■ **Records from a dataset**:
▬▬▬▬▬▬▬▬▬▬

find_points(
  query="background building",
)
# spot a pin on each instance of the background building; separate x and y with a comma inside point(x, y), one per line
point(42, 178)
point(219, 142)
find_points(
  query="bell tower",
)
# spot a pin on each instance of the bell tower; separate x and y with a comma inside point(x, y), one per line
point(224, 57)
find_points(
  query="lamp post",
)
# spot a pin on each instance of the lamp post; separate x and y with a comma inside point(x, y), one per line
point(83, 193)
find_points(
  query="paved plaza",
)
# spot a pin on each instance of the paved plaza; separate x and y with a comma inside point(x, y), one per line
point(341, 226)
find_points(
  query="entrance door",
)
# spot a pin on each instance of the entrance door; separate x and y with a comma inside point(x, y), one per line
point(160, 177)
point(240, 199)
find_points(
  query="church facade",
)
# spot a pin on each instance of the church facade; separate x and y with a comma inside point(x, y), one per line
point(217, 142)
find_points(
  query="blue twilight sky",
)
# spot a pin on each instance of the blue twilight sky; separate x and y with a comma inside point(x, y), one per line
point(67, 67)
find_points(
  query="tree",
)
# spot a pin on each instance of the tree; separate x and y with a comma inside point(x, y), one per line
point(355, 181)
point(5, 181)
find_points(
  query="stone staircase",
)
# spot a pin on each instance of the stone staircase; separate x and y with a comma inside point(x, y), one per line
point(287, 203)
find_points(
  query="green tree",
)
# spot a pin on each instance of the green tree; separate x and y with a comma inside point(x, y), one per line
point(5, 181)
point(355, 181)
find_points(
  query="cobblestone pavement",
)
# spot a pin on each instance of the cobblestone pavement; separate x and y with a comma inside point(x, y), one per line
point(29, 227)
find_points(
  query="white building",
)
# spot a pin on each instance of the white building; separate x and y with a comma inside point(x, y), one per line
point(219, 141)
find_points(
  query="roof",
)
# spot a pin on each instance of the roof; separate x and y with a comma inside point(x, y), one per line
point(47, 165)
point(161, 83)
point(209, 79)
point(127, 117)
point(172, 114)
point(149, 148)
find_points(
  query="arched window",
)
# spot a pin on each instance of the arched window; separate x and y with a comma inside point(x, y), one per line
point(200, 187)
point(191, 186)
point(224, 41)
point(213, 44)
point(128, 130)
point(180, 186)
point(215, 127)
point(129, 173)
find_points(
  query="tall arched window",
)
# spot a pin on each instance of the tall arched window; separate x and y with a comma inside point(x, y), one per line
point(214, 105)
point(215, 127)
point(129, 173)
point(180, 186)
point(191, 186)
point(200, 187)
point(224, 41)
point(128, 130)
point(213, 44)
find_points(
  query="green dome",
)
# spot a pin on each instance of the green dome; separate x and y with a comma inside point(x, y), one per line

▬▬▬▬▬▬▬▬▬▬

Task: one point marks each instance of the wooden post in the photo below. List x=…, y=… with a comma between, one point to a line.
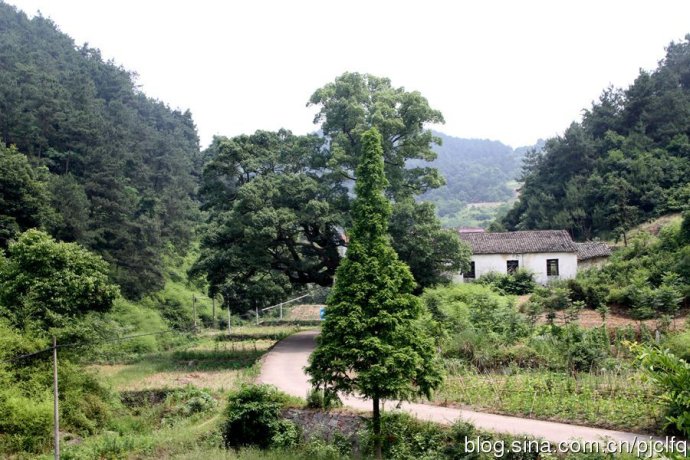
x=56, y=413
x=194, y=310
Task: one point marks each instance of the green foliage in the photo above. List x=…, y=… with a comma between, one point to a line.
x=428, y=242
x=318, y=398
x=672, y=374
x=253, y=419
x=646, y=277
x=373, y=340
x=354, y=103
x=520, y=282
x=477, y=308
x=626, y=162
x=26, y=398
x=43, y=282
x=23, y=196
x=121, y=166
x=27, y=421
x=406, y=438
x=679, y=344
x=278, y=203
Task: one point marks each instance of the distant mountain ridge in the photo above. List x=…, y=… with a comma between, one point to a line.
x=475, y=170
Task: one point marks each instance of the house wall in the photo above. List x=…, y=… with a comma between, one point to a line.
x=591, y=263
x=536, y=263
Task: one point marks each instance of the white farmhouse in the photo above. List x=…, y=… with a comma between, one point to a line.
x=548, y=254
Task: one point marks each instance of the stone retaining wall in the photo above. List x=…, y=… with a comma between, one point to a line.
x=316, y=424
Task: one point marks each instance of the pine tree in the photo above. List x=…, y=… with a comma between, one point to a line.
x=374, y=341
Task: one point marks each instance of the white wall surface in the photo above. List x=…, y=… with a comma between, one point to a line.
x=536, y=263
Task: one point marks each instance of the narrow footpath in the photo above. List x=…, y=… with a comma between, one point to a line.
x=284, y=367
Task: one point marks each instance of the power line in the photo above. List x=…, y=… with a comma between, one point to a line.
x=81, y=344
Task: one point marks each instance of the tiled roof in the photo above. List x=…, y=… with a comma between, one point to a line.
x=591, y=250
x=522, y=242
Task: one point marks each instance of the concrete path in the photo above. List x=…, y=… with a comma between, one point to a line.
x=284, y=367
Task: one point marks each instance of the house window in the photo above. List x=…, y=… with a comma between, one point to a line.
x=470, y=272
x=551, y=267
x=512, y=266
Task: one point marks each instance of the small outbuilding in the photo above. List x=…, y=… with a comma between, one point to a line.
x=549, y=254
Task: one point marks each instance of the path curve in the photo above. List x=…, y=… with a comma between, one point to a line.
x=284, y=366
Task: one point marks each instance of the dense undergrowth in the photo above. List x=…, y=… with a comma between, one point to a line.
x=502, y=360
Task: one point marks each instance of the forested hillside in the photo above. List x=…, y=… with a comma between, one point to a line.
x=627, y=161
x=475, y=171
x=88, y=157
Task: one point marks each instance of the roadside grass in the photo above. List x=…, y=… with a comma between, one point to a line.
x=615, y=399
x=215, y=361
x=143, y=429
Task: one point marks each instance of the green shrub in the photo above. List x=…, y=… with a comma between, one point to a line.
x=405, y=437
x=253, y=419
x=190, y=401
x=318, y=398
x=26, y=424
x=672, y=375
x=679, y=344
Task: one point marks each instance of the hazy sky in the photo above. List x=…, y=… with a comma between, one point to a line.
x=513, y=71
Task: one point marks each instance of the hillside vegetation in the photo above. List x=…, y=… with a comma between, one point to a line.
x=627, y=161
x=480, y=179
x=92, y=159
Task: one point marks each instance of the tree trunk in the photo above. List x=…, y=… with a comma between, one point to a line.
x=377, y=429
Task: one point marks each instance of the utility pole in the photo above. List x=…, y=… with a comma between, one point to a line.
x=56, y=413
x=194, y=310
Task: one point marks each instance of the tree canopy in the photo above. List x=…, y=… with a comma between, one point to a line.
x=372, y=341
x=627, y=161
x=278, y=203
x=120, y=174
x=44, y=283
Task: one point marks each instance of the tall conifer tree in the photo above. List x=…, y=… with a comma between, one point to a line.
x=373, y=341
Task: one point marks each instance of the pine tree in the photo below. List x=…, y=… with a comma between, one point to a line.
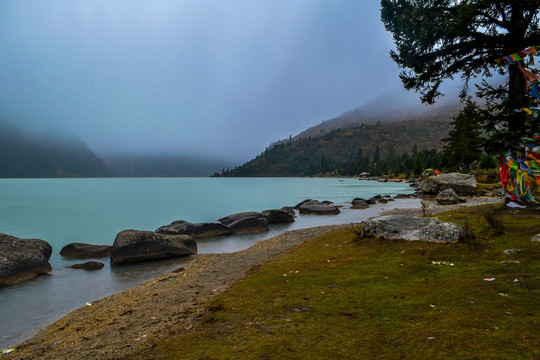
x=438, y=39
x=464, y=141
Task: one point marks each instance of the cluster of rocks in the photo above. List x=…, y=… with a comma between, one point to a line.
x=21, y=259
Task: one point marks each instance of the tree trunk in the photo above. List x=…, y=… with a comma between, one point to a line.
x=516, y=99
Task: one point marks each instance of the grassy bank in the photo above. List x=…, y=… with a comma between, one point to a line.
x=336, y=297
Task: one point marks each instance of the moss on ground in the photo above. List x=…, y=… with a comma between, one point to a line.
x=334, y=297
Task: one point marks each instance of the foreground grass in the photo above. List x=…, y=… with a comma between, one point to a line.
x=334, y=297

▬▬▬▬▬▬▬▬▬▬

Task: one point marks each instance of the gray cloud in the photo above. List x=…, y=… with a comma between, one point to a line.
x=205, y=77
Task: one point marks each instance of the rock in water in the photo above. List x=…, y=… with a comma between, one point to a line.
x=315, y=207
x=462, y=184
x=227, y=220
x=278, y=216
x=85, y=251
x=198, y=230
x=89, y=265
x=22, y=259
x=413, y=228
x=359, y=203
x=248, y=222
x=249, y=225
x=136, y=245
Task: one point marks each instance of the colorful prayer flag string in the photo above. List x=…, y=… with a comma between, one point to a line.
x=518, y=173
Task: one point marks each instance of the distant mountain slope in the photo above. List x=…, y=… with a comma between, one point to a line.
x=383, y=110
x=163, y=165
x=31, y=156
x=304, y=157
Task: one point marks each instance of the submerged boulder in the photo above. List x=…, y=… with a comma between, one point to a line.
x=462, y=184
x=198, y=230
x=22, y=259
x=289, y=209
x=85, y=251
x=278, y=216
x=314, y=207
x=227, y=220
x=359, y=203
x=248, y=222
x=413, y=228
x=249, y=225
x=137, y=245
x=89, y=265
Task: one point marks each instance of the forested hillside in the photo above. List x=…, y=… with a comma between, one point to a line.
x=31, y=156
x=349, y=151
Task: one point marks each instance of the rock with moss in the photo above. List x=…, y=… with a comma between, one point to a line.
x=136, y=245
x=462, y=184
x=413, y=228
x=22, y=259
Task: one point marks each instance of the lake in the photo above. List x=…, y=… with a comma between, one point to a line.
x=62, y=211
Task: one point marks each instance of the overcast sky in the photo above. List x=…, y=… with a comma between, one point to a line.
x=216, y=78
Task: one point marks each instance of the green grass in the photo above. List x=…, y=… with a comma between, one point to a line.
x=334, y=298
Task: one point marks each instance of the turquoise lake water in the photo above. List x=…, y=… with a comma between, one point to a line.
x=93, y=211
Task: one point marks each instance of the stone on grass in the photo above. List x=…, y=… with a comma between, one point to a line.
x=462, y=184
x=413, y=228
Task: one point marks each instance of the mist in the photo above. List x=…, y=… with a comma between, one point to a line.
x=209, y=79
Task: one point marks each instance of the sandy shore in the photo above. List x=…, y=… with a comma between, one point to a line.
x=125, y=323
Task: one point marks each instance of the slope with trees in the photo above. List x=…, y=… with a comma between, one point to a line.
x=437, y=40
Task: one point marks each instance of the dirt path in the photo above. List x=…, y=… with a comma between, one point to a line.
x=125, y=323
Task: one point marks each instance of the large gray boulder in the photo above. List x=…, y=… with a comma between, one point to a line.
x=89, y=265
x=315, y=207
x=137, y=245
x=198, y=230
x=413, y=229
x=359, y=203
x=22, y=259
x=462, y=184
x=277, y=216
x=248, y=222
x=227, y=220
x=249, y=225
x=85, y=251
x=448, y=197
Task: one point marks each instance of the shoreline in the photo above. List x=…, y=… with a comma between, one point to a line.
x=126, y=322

▬▬▬▬▬▬▬▬▬▬

■ **What is needed**:
From the entries above, copy each line that holds "dome".

■ **Exercise answer**:
  query="green dome",
# spot a pin on each instance of the green dome; separate x and y with a comma inside point(x, y), one per line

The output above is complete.